EXERCISE TASK ->
Rewrite the data from the start through the line containing "329 121 L 327" (inclusive), changing "uniform trouser" to "work trouser" and keeping everything else identical. Leave the pictures out of your answer.

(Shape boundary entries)
● ● ●

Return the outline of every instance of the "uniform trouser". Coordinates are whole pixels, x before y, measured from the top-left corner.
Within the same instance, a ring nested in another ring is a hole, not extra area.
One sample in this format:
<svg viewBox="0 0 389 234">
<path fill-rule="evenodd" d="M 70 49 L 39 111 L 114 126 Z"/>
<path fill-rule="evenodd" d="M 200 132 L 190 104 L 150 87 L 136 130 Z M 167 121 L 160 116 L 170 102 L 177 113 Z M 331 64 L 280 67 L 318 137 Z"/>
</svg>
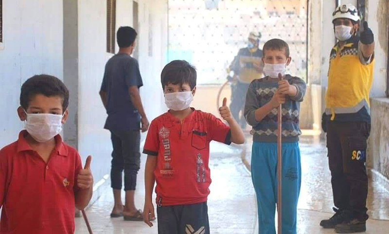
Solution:
<svg viewBox="0 0 389 234">
<path fill-rule="evenodd" d="M 124 190 L 135 190 L 137 175 L 141 165 L 139 130 L 111 131 L 112 160 L 111 164 L 111 186 L 122 189 L 122 172 L 124 171 Z"/>
<path fill-rule="evenodd" d="M 329 121 L 327 132 L 328 163 L 336 206 L 352 218 L 366 219 L 368 176 L 367 141 L 370 125 L 365 122 Z"/>
<path fill-rule="evenodd" d="M 277 144 L 254 142 L 252 153 L 251 177 L 257 196 L 259 234 L 275 234 Z M 296 234 L 297 202 L 301 186 L 299 143 L 283 143 L 282 154 L 282 234 Z"/>
<path fill-rule="evenodd" d="M 249 84 L 238 82 L 231 85 L 231 104 L 230 109 L 234 118 L 244 128 L 246 126 L 246 121 L 243 116 L 243 109 L 246 100 L 246 94 Z M 240 113 L 242 112 L 241 115 Z"/>
<path fill-rule="evenodd" d="M 158 234 L 209 234 L 207 202 L 157 208 Z"/>
</svg>

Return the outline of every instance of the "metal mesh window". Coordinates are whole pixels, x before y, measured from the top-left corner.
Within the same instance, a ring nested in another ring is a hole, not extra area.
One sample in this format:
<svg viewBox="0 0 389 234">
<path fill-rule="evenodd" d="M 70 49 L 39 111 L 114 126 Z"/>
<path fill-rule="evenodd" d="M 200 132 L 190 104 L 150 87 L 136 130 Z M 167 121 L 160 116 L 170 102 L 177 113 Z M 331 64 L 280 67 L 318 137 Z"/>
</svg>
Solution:
<svg viewBox="0 0 389 234">
<path fill-rule="evenodd" d="M 116 0 L 107 0 L 106 3 L 106 51 L 115 53 Z"/>
<path fill-rule="evenodd" d="M 0 0 L 0 43 L 3 42 L 3 2 Z"/>
<path fill-rule="evenodd" d="M 250 32 L 261 33 L 259 49 L 281 38 L 289 45 L 287 72 L 306 80 L 307 0 L 169 0 L 169 61 L 197 68 L 197 83 L 220 84 Z"/>
</svg>

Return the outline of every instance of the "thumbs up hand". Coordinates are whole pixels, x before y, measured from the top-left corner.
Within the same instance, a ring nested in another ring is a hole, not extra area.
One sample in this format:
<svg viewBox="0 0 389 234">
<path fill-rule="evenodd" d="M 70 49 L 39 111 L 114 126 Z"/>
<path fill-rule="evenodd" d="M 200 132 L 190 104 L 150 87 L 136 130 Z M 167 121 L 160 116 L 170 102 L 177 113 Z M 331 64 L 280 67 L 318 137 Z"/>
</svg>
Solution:
<svg viewBox="0 0 389 234">
<path fill-rule="evenodd" d="M 227 106 L 227 99 L 224 98 L 223 100 L 223 105 L 221 107 L 219 108 L 219 112 L 220 113 L 220 116 L 225 120 L 228 122 L 232 120 L 233 119 L 232 116 L 231 115 L 231 112 L 230 111 L 230 108 Z"/>
<path fill-rule="evenodd" d="M 374 34 L 369 27 L 367 21 L 363 22 L 363 32 L 361 33 L 360 40 L 364 45 L 370 45 L 374 42 Z"/>
<path fill-rule="evenodd" d="M 77 185 L 82 189 L 91 188 L 93 185 L 93 177 L 92 176 L 92 171 L 90 170 L 91 161 L 92 156 L 88 156 L 84 169 L 81 169 L 78 171 Z"/>
</svg>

● ● ●

OUTPUT OF THE TASK ->
Return the outline of every instance of the "work trouser". Coordinates are whole pixels, x before y, measured from the top-left corner.
Within the same instance, a ring nested in another ring is a hole, not extra area.
One sample in this format:
<svg viewBox="0 0 389 234">
<path fill-rule="evenodd" d="M 70 49 L 39 111 L 114 126 Z"/>
<path fill-rule="evenodd" d="M 200 132 L 190 104 L 150 87 L 136 130 Z M 167 121 L 160 116 L 170 102 L 177 113 Z M 331 64 L 280 67 L 318 137 Z"/>
</svg>
Solution:
<svg viewBox="0 0 389 234">
<path fill-rule="evenodd" d="M 124 190 L 135 190 L 137 175 L 141 165 L 139 130 L 111 131 L 112 160 L 111 164 L 111 186 L 122 189 L 122 172 L 124 171 Z"/>
<path fill-rule="evenodd" d="M 329 121 L 327 132 L 328 163 L 336 206 L 352 218 L 366 219 L 368 176 L 367 141 L 370 125 L 365 122 Z"/>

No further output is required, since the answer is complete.